▶ **PROBLEM TO SOLVE**
Quote all of the entries word for word.
*** DATA SHOWN ***
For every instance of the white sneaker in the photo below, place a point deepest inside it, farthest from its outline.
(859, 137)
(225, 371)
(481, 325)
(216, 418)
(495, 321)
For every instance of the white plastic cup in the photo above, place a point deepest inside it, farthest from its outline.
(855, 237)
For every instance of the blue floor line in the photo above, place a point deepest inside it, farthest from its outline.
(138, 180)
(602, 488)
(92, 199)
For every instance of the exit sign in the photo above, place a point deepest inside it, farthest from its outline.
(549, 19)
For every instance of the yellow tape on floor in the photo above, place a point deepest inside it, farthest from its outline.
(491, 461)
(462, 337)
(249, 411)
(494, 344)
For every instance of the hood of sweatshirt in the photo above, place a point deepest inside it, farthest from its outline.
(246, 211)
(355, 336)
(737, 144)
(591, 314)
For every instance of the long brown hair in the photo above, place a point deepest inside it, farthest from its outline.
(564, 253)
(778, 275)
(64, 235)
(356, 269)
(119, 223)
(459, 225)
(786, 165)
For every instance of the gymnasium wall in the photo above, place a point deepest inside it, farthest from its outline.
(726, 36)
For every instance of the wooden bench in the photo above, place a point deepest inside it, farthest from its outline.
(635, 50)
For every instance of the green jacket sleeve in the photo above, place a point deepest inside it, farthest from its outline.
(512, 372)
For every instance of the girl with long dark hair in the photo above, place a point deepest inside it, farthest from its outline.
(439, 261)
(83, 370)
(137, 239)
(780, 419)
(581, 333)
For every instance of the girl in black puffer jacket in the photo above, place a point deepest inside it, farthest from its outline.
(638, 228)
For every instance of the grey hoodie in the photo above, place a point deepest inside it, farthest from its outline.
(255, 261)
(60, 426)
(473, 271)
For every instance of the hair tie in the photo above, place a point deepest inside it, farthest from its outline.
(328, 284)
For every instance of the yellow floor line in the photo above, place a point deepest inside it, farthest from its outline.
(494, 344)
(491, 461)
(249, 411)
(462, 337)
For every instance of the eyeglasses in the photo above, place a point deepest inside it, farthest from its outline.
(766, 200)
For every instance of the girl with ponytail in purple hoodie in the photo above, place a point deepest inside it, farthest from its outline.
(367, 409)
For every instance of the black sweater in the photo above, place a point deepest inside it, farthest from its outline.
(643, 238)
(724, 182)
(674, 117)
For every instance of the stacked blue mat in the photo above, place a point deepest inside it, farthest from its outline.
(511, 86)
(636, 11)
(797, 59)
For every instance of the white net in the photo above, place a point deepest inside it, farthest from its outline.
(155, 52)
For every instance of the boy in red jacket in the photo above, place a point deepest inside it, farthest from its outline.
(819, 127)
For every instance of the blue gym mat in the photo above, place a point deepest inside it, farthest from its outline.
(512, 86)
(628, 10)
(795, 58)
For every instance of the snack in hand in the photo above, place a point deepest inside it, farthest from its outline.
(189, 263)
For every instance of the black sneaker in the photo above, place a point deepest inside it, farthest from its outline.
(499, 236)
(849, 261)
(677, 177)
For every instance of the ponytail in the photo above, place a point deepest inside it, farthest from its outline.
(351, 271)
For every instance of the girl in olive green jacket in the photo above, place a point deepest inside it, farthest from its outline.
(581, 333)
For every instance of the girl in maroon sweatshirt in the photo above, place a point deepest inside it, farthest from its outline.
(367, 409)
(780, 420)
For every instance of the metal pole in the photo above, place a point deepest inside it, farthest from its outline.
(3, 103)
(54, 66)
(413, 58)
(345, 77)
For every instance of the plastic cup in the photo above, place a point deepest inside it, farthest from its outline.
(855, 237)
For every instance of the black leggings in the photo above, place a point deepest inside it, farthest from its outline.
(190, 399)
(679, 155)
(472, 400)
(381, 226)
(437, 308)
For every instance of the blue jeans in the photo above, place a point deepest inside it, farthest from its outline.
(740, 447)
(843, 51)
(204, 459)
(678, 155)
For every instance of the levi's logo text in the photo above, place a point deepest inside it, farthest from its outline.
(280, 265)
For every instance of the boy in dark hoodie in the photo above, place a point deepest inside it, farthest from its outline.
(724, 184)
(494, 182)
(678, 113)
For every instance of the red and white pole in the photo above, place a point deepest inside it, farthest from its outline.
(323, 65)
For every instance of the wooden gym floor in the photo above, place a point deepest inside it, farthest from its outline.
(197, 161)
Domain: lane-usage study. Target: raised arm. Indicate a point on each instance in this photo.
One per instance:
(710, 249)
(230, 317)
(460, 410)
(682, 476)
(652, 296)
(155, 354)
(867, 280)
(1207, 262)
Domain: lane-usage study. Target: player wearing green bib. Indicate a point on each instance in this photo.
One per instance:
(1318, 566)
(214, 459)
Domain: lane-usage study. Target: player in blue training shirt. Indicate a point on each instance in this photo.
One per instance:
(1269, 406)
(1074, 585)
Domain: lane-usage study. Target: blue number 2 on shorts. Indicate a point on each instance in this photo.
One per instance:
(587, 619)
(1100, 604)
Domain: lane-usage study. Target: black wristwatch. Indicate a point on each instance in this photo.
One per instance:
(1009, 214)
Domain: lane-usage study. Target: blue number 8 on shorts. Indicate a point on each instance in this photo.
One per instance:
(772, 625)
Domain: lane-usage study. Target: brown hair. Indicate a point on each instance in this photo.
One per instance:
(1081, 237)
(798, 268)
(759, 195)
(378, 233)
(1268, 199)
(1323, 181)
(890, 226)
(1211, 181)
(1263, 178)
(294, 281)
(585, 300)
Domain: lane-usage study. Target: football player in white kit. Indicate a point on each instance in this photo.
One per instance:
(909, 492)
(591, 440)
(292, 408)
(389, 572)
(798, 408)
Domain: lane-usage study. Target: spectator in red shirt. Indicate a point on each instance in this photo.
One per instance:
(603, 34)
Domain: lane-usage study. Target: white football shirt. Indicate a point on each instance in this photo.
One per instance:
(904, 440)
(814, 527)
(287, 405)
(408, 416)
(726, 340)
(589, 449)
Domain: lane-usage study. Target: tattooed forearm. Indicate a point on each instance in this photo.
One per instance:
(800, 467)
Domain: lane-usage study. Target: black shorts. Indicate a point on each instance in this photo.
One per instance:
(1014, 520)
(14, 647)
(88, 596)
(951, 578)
*** End of DATA SHOWN ***
▶ **EXERCISE RESPONSE**
For every instance of the white sneaker in the photo below, place a point deepest inside it, farthest from its outline.
(859, 137)
(225, 371)
(481, 325)
(216, 418)
(495, 321)
For every instance of the white plastic cup in the photo above, place a point deepest inside it, farthest from its outline.
(855, 237)
For every instance of the blue floor line in the photo above, place a point deepest inside it, farthest from its outline.
(138, 180)
(602, 488)
(92, 199)
For every instance of the exit sign in the photo above, place a point deepest inside it, farthest from its outline.
(549, 19)
For every instance of the yellow tape on floor in the photo above, place a point deepest inside it, farthest from its outline.
(491, 461)
(462, 337)
(249, 411)
(494, 344)
For every instance of the hood of sweatshirt in the photo above, place a point deepest inside it, farthest from its outline.
(246, 211)
(355, 336)
(737, 144)
(591, 314)
For every instance of the long brown hair in the photo above, place a point deepest inside it, farthest from its outline.
(564, 253)
(778, 275)
(64, 235)
(356, 269)
(119, 223)
(459, 225)
(786, 165)
For every instance of the gymnasium wall in the photo above, place a point deepest inside it, farthest from its outline.
(726, 36)
For every instance of the wooden bench in the photo above, place a point deepest inside it, farthest from its outline.
(635, 50)
For every instance of the green jacket sleeve in the photo above, place a point deepest inside it, farthest from its outline.
(512, 372)
For every instance of the girl with long dark hair in the photo above, place a point deepest inside it, farthest from its outline.
(439, 261)
(83, 370)
(137, 239)
(780, 419)
(581, 333)
For every instance of the girl in black puffer jacket in the photo above, place a point deepest inside it, farthest from its outline.
(638, 228)
For every instance of the grey hoodie in the photo above, place a point deepest inside it, farthest from its outline.
(255, 261)
(60, 426)
(473, 271)
For every instance of the hair tie in the photo above, place a point deepest inside it, farthest from its outline.
(328, 284)
For every instance of the yellow floor line in the photo above, place a point deepest inside it, farthest from its outline.
(494, 344)
(491, 461)
(249, 411)
(462, 337)
For every instance of the eyeglasses in the photo above, place a point deepest inside it, farthest from its outline.
(766, 200)
For every instance of the girl with ponytail in purple hoodie in the photo above, place a point deepest inside it, farthest from its outline.
(367, 409)
For every instance of the black sweater in the photo above, place a point deepest inside it, farthest from its outline.
(643, 238)
(724, 182)
(674, 117)
For every instance of the stacked blue mat in the photo above, place a point deepest inside it, farthest from its outline.
(511, 86)
(636, 11)
(797, 59)
For every instance of the white net in the photo above, place a point deepest inside it, farthest from its outline.
(155, 52)
For every instance of the boy in red jacket in the photo above, place a point deepest inside it, farthest from its outline.
(819, 127)
For every instance of the blue gym mat in the photo above, place a point deepest inside it, farthest from its outline.
(512, 86)
(628, 10)
(795, 58)
For every instance of the snack in hand in the photo above, place a point deepest inside it, farthest from its outline.
(189, 263)
For every instance of the black sneaker in the photo above, place a point deepest inside it, farthest from its outline.
(499, 236)
(849, 261)
(677, 177)
For every instance of the ponytail in the photo above, place a point deepest inside it, farthest from its outline.
(351, 271)
For every instance of the girl in olive green jacket in the photo above, place a point deepest inside it, farthest from its outline.
(581, 333)
For every instance of the girl in maroon sweatshirt in the photo above, place a point deepest inside it, farthest from its outline.
(367, 409)
(780, 420)
For every instance of the metal pole in the photo above, place a point deepest inside it, farthest from its outline.
(3, 103)
(54, 66)
(413, 58)
(345, 77)
For every instance of the plastic cup in the photo above, place a point deepest inside it, farthest from its outline.
(855, 237)
For every instance of the black leggings in the photo above, place a point deepest inside it, farthest from its outline.
(190, 399)
(679, 155)
(472, 400)
(381, 226)
(437, 308)
For every instance of the blue jeans in the photo above, place a point deepest inside it, farthest from its outline.
(740, 447)
(843, 51)
(204, 459)
(678, 155)
For every instance of the levi's logo text in the photo above, place a point deepest inside it, farthest from its outline.
(280, 265)
For every instance of the boy in dark hoodie in the photo above, place a point deepest inside it, farthest from its outline.
(724, 184)
(494, 182)
(678, 113)
For every instance of the red and white pole in the photo above, place a point deepest inside it, farthest from its outline.
(323, 65)
For every instance of the wooden gym floor in the photo above, place a point deepest inside it, farthest from its outline.
(197, 161)
Domain: lane-usage study. Target: raised arm. Indicate a point on each instance in this photo.
One per instance:
(710, 249)
(230, 317)
(460, 410)
(682, 476)
(652, 296)
(155, 354)
(867, 280)
(1207, 262)
Domain: lane-usage study. Target: player wearing green bib. Indicate a point on each instance in this photo.
One per instance:
(1318, 566)
(214, 459)
Domain: lane-usage study. Target: player in blue training shirt. Indicate a point on each instance in this photo.
One per instance:
(1269, 406)
(1074, 585)
Domain: lane-usage study. Target: blue number 2 on shorts. Indicate a point on each instance in this photo.
One per instance:
(587, 619)
(1100, 604)
Domain: lane-usage study. Target: black wristwatch. Indicate a point on each instance in this photo.
One per instance:
(1009, 214)
Domain: lane-usage study. Target: blue number 8 on shorts. Indicate a point on each instance in this photo.
One per instance:
(772, 625)
Domain: lane-usage study. Target: brown hair. Indicate a point on each instance in this photo.
One per instance:
(1081, 237)
(798, 268)
(759, 195)
(378, 233)
(1268, 199)
(1323, 181)
(890, 226)
(1211, 181)
(1263, 178)
(294, 281)
(585, 300)
Domain: lane-usage study. Target: football player in white kit. Indicate a point on each instance in this photo.
One per instance:
(909, 492)
(591, 440)
(292, 408)
(389, 572)
(798, 408)
Domain: lane-usage study. Target: spectator in red shirt. Indicate a point on each instance in this photo.
One per instance:
(603, 34)
Domain: lane-usage study. Target: white football shirt. Indicate a point on each instance in this photo.
One per instance:
(904, 440)
(814, 527)
(287, 405)
(408, 416)
(726, 340)
(589, 449)
Domain: lane-usage study. Target: tattooed forearm. Indicate a point on each instance in this photo.
One per instance:
(800, 467)
Domain: lane-usage study. Target: black shorts. Indicate a point on each instance in this photo.
One per instance:
(1014, 520)
(14, 647)
(88, 596)
(951, 578)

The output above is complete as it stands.